Report every line of the records that contains the word "crumb".

### Stored records

- - - - -

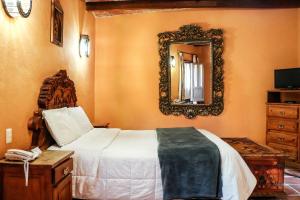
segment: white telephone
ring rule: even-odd
[[[31,161],[39,157],[42,151],[36,147],[31,151],[24,151],[20,149],[8,149],[5,153],[5,158],[7,160],[21,160],[21,161]]]
[[[5,153],[5,159],[24,162],[25,186],[28,186],[29,161],[36,159],[41,155],[42,151],[36,147],[30,151],[20,149],[8,149]]]

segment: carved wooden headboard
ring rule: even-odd
[[[44,80],[38,97],[38,110],[28,121],[32,131],[32,147],[42,150],[55,144],[42,117],[42,111],[48,109],[75,107],[77,102],[74,82],[69,79],[66,70],[60,70],[54,76]]]

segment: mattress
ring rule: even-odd
[[[221,154],[224,200],[246,200],[256,179],[237,151],[216,135],[199,130]],[[74,150],[73,197],[101,200],[162,200],[155,130],[93,129],[51,150]]]

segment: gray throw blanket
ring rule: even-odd
[[[218,147],[195,128],[156,129],[163,198],[222,197]]]

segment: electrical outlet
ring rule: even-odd
[[[6,129],[6,144],[12,143],[12,128]]]

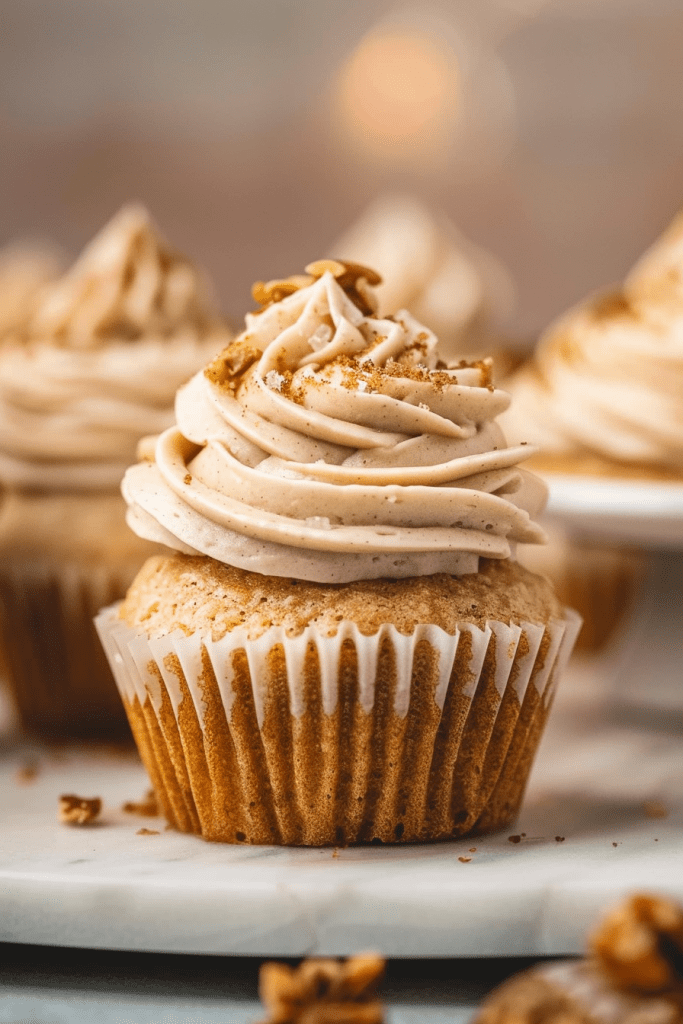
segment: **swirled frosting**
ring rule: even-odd
[[[198,271],[125,207],[0,348],[0,479],[116,488],[180,386],[229,340]]]
[[[683,472],[683,218],[620,289],[553,324],[509,387],[511,438]]]
[[[545,489],[495,417],[490,361],[447,368],[371,271],[320,261],[255,286],[265,308],[178,393],[177,426],[126,473],[141,536],[321,583],[469,573],[543,539]]]
[[[437,335],[444,359],[490,352],[513,305],[502,264],[410,195],[380,196],[331,252],[376,267],[380,315],[408,309]]]

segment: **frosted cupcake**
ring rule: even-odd
[[[683,217],[623,286],[553,324],[509,382],[508,435],[549,472],[683,481]]]
[[[376,267],[379,315],[408,309],[436,334],[442,358],[472,358],[497,346],[513,306],[510,275],[417,199],[376,199],[335,242],[332,255]],[[498,374],[512,369],[509,360],[502,353],[497,358]]]
[[[576,631],[513,560],[542,485],[490,362],[439,362],[363,267],[257,285],[131,468],[178,554],[98,619],[172,825],[225,842],[415,842],[514,817]]]
[[[119,484],[228,338],[198,272],[128,207],[4,340],[0,631],[28,729],[125,728],[92,616],[155,549],[127,529]]]
[[[683,219],[619,289],[553,324],[506,387],[513,403],[504,430],[538,446],[530,465],[548,479],[683,484]],[[540,570],[536,553],[520,557]],[[592,624],[580,643],[597,650],[616,636],[642,583],[643,559],[563,540],[543,561],[558,591]]]

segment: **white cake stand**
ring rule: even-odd
[[[611,652],[615,699],[683,720],[683,482],[547,475],[547,516],[577,540],[644,549],[643,586]],[[677,721],[678,720],[678,721]]]

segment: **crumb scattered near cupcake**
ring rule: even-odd
[[[121,805],[121,810],[126,814],[138,814],[141,818],[157,818],[159,816],[159,804],[153,789],[148,789],[144,800],[127,800]]]
[[[139,828],[135,833],[136,836],[158,836],[161,833],[155,828]]]
[[[73,793],[59,798],[59,821],[64,825],[92,825],[102,810],[100,797],[82,797]]]
[[[661,800],[646,800],[643,804],[646,818],[668,818],[669,809]]]
[[[261,1024],[383,1024],[377,985],[384,959],[362,953],[348,960],[310,958],[298,967],[265,963],[259,995],[268,1011]]]
[[[25,761],[14,773],[14,781],[20,786],[27,786],[35,782],[39,774],[40,764],[38,761]]]
[[[681,1024],[682,964],[683,907],[634,895],[598,924],[586,957],[514,975],[473,1024]]]

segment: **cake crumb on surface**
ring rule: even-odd
[[[643,810],[648,818],[668,818],[669,809],[661,800],[646,800]]]
[[[521,843],[521,836],[508,836],[508,843]]]
[[[37,761],[26,761],[20,765],[14,773],[14,781],[20,786],[35,782],[40,773],[40,765]]]
[[[121,805],[121,810],[126,814],[139,814],[142,818],[157,818],[159,816],[159,804],[153,789],[148,789],[143,800],[136,802],[127,800]]]
[[[136,836],[158,836],[161,835],[155,828],[139,828],[135,833]]]
[[[460,861],[461,864],[469,864],[470,861],[472,860],[472,858],[471,857],[458,857],[458,860]]]
[[[65,825],[91,825],[101,810],[99,796],[82,797],[68,793],[59,798],[59,820]]]

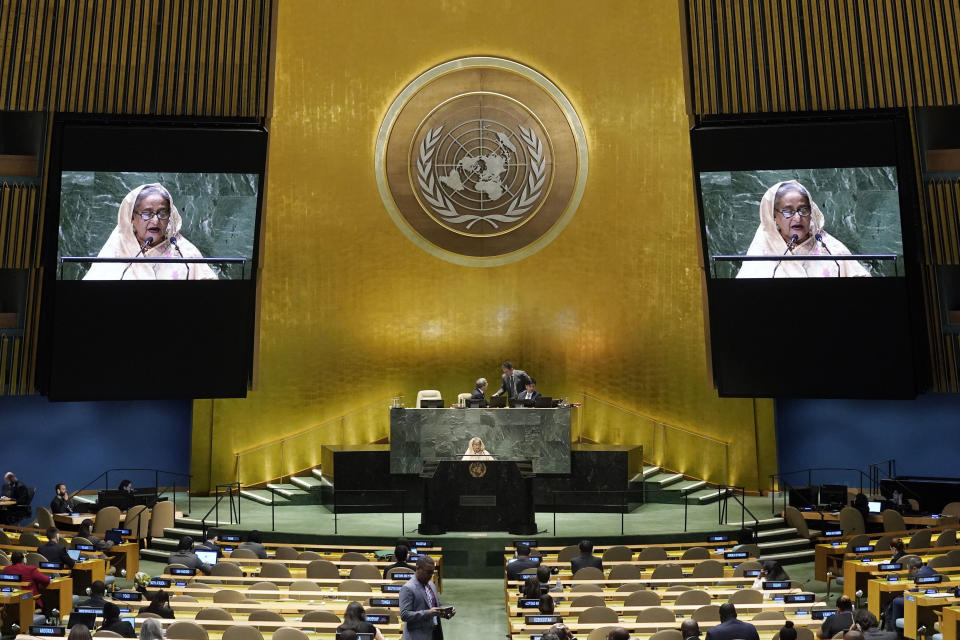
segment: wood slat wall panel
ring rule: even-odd
[[[960,103],[954,0],[681,1],[695,117]],[[942,331],[936,271],[960,265],[960,181],[917,184],[933,387],[960,392],[960,337]]]
[[[259,118],[273,0],[6,0],[0,110]]]
[[[0,0],[0,111],[262,120],[274,1]],[[0,185],[0,268],[29,270],[23,335],[0,336],[0,395],[33,392],[44,193]]]

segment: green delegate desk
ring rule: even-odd
[[[4,635],[13,633],[13,624],[17,623],[21,629],[29,629],[33,624],[33,611],[36,608],[33,594],[23,589],[15,591],[0,591],[0,607],[3,609]]]
[[[933,556],[920,556],[924,563],[928,562]],[[882,562],[863,562],[862,560],[844,560],[843,561],[843,595],[851,600],[856,600],[857,591],[866,589],[867,582],[874,574],[896,575],[900,576],[901,584],[910,583],[907,572],[903,569],[899,571],[880,571],[879,566],[885,564]],[[960,572],[960,567],[939,567],[937,573],[949,575],[954,572]],[[853,576],[853,580],[850,577]]]
[[[817,522],[840,522],[839,511],[801,511],[804,520]],[[957,516],[929,515],[903,516],[903,522],[916,527],[956,527]],[[867,524],[883,524],[883,517],[879,513],[871,513],[866,519]]]
[[[939,582],[935,584],[926,585],[930,589],[936,588],[938,590],[944,590],[950,587],[960,586],[960,581],[956,579],[950,580],[950,578],[958,578],[960,576],[944,576],[947,578],[944,582]],[[889,604],[890,600],[893,598],[904,595],[904,600],[906,600],[906,592],[910,589],[918,589],[919,587],[914,584],[913,580],[906,577],[904,574],[901,579],[891,582],[884,578],[874,578],[867,583],[867,608],[870,610],[870,613],[880,617],[880,614]]]

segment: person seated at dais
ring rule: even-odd
[[[796,236],[796,240],[793,238]],[[760,199],[760,226],[748,256],[771,256],[769,262],[744,262],[738,278],[836,278],[870,276],[856,260],[783,260],[791,255],[850,255],[847,247],[824,229],[824,217],[806,187],[796,180],[778,182]]]
[[[537,381],[533,378],[527,380],[526,390],[520,394],[521,400],[536,400],[540,397],[537,391]]]
[[[486,378],[477,378],[477,386],[474,388],[473,393],[470,394],[471,400],[479,400],[480,406],[487,406],[487,379]]]

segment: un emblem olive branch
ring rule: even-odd
[[[440,125],[432,131],[428,131],[423,140],[420,141],[420,152],[417,154],[417,183],[420,185],[420,193],[424,200],[429,203],[435,213],[443,217],[450,224],[467,223],[467,229],[472,227],[478,221],[484,221],[494,229],[499,229],[497,222],[511,223],[520,220],[537,203],[540,194],[543,191],[543,185],[546,181],[547,160],[543,154],[543,143],[533,132],[533,129],[527,129],[520,126],[520,139],[527,147],[530,154],[530,171],[527,174],[527,182],[520,192],[520,195],[510,202],[510,206],[502,214],[489,214],[478,216],[472,213],[460,213],[457,211],[453,202],[444,193],[438,180],[433,175],[434,152],[437,144],[441,140],[441,134],[445,125]]]

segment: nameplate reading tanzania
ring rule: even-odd
[[[497,496],[460,496],[461,507],[495,507]]]

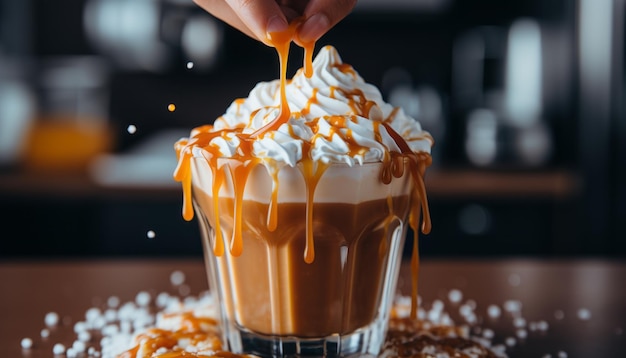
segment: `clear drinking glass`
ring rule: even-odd
[[[252,169],[241,204],[242,252],[231,255],[238,219],[229,168],[236,164],[219,160],[225,174],[214,198],[208,162],[192,162],[194,207],[226,348],[262,357],[377,355],[408,227],[409,171],[383,184],[381,163],[330,165],[311,205],[315,254],[307,263],[307,185],[298,167],[284,167],[277,177],[264,165]],[[276,183],[278,221],[270,231]]]

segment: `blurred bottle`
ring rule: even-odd
[[[35,97],[26,67],[0,53],[0,167],[19,163],[33,121]]]
[[[464,150],[472,165],[537,168],[550,159],[543,50],[534,19],[517,19],[508,29],[475,28],[457,39],[453,92],[464,113]]]
[[[113,147],[107,69],[96,57],[44,60],[38,111],[26,138],[24,167],[31,171],[81,172]]]

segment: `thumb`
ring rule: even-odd
[[[304,23],[298,29],[299,45],[317,41],[345,18],[357,0],[311,0],[304,10]]]

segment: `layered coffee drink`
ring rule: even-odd
[[[430,230],[433,140],[331,46],[287,81],[279,35],[280,80],[176,143],[183,217],[198,216],[231,351],[376,355],[407,228]]]
[[[208,192],[211,179],[197,175],[209,171],[206,163],[198,160],[194,168],[196,212],[204,229],[213,231],[206,235],[207,252],[213,255],[215,240],[233,237],[237,200],[231,188],[224,188],[216,205]],[[271,231],[272,180],[257,166],[240,204],[241,254],[207,258],[214,262],[212,281],[223,290],[226,314],[254,332],[311,338],[347,334],[371,323],[384,293],[394,286],[386,276],[396,276],[399,261],[389,260],[401,256],[411,202],[408,176],[384,185],[380,170],[377,163],[330,166],[307,207],[299,169],[284,168],[278,178],[277,225]],[[307,248],[309,210],[313,242]],[[307,254],[314,257],[307,259]]]

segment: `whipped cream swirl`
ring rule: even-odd
[[[332,46],[319,51],[310,78],[303,69],[296,72],[287,83],[286,95],[291,117],[277,130],[254,138],[253,156],[292,167],[303,155],[325,164],[380,162],[388,152],[400,152],[380,122],[400,134],[412,151],[430,153],[433,140],[420,123],[386,103],[380,91],[344,64]],[[247,98],[228,107],[213,131],[242,128],[244,134],[251,134],[279,112],[279,80],[260,82]],[[211,141],[223,157],[236,156],[240,145],[241,139],[228,132]]]

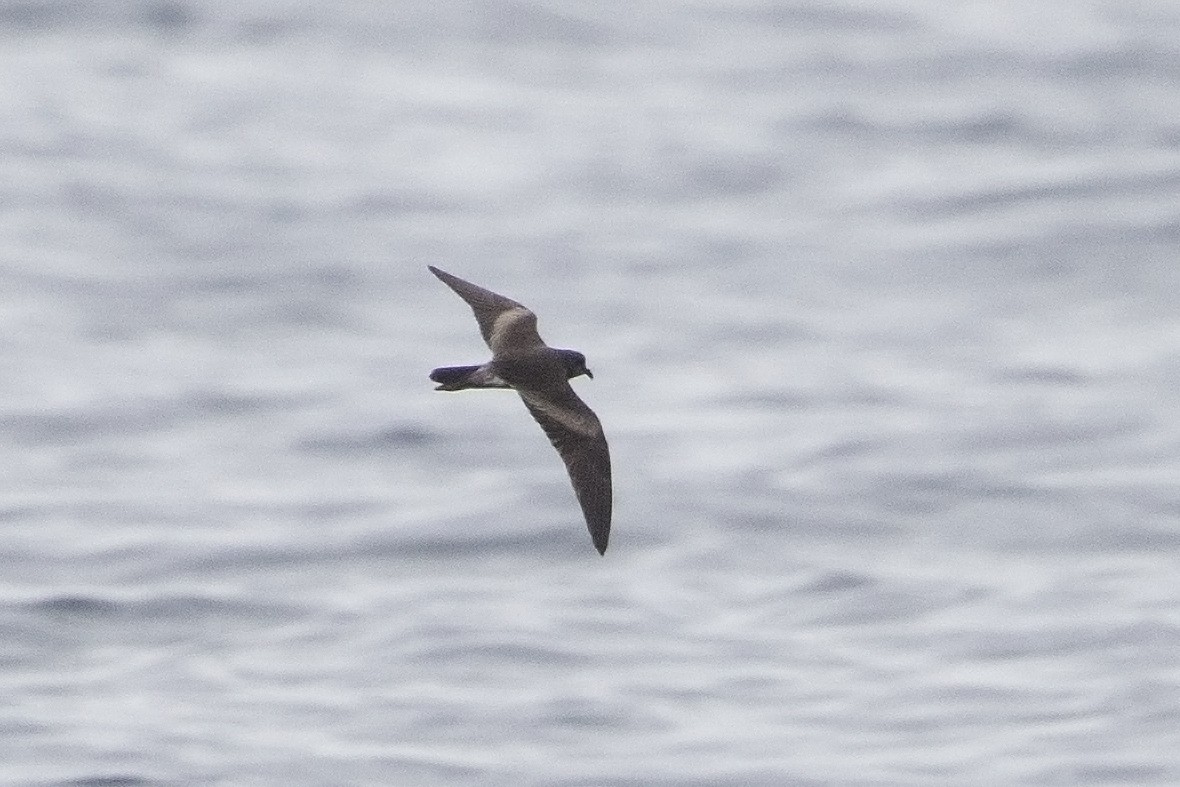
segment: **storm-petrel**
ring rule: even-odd
[[[599,554],[610,536],[610,451],[602,424],[578,398],[569,381],[593,379],[586,356],[549,347],[537,333],[537,315],[511,298],[477,287],[433,265],[430,272],[458,293],[475,312],[479,331],[492,350],[480,366],[444,366],[430,373],[436,391],[512,388],[549,436],[565,462],[574,493]]]

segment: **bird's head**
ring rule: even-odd
[[[594,379],[594,374],[586,368],[586,356],[582,355],[577,350],[558,350],[561,353],[561,362],[565,364],[565,374],[569,379],[574,379],[580,375],[586,375],[591,380]]]

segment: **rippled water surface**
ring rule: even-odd
[[[0,149],[0,782],[1180,782],[1170,0],[0,2]]]

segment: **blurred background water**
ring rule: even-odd
[[[0,150],[0,782],[1180,782],[1180,4],[2,0]]]

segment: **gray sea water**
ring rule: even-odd
[[[3,0],[0,306],[0,783],[1180,783],[1173,0]]]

- - - - -

### FINISHED EXERCISE
segment: **crumb scattered near cupcake**
segment: **cake crumb on surface**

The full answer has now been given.